*Your objective*
From the entries below, output the line with "x=49, y=210" and each following line up to and including the line with "x=196, y=60", exactly as written.

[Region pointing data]
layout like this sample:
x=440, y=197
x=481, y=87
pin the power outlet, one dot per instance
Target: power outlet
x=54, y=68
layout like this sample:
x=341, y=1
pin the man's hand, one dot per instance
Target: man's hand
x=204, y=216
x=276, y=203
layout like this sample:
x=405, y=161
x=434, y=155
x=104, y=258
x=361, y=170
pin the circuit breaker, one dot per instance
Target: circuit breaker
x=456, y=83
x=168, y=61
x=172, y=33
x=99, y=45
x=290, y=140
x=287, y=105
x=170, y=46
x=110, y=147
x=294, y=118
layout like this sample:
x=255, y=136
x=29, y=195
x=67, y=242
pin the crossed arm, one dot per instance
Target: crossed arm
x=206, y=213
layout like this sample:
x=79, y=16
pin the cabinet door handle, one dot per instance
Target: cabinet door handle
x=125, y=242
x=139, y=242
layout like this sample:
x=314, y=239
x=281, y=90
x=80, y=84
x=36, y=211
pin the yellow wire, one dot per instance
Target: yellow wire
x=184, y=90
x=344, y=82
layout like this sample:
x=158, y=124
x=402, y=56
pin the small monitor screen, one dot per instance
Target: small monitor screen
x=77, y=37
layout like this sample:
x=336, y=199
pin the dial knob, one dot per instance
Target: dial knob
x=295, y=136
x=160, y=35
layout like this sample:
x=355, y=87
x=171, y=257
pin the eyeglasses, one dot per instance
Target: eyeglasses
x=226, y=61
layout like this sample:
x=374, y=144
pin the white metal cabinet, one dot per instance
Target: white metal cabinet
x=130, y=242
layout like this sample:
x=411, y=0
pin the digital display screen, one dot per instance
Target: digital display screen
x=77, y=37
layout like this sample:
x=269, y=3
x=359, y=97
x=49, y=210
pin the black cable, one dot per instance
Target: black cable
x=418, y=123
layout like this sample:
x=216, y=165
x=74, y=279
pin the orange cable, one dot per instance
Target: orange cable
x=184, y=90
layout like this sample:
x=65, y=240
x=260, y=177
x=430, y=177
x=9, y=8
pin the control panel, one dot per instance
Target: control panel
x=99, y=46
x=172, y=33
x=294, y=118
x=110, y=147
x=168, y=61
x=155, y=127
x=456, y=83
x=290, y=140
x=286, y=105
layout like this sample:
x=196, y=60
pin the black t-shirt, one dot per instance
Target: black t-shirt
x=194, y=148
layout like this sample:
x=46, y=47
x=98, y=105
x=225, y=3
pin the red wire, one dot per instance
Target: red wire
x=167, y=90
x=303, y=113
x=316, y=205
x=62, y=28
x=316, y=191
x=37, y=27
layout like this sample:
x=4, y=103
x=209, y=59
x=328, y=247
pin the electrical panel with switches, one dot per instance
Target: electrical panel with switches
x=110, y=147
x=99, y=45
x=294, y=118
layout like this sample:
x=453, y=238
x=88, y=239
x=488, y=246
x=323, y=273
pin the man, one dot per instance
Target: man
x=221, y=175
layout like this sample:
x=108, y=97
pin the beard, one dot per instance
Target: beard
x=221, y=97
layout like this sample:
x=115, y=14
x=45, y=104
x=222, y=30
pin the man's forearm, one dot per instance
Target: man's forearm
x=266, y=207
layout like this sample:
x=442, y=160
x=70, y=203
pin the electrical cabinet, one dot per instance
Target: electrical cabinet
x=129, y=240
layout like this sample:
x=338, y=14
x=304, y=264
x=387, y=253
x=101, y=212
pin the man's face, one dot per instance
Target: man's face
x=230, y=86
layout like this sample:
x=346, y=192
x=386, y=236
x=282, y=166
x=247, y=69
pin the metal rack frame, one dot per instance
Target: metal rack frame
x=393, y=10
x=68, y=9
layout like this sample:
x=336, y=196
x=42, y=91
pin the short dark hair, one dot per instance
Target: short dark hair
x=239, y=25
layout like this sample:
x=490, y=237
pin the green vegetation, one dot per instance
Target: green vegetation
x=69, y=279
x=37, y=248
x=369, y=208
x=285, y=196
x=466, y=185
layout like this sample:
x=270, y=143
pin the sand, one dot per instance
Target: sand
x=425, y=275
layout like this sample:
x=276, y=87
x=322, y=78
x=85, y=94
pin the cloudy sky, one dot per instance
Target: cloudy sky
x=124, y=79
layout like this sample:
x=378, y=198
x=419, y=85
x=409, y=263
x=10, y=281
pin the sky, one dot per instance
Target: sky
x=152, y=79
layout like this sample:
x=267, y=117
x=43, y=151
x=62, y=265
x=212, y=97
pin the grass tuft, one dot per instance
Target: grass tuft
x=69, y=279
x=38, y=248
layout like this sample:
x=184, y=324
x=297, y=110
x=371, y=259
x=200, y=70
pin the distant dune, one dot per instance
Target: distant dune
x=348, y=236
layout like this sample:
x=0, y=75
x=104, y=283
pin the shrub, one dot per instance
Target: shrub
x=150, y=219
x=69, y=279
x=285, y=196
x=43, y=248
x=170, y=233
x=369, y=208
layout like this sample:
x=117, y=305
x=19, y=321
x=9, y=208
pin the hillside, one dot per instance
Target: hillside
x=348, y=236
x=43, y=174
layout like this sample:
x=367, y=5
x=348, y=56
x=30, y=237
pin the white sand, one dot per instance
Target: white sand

*Exercise result*
x=49, y=210
pin the black cable, one dot per instance
Target: black cable
x=418, y=123
layout like this sample:
x=216, y=165
x=74, y=279
pin the orange cable, one dot per instance
Target: orange cable
x=184, y=90
layout like this sample:
x=65, y=240
x=260, y=177
x=430, y=177
x=9, y=8
pin the control panel, one dot per instance
Target: control panel
x=99, y=46
x=172, y=33
x=294, y=118
x=110, y=147
x=168, y=61
x=155, y=127
x=456, y=83
x=290, y=140
x=286, y=105
layout like this sample:
x=196, y=60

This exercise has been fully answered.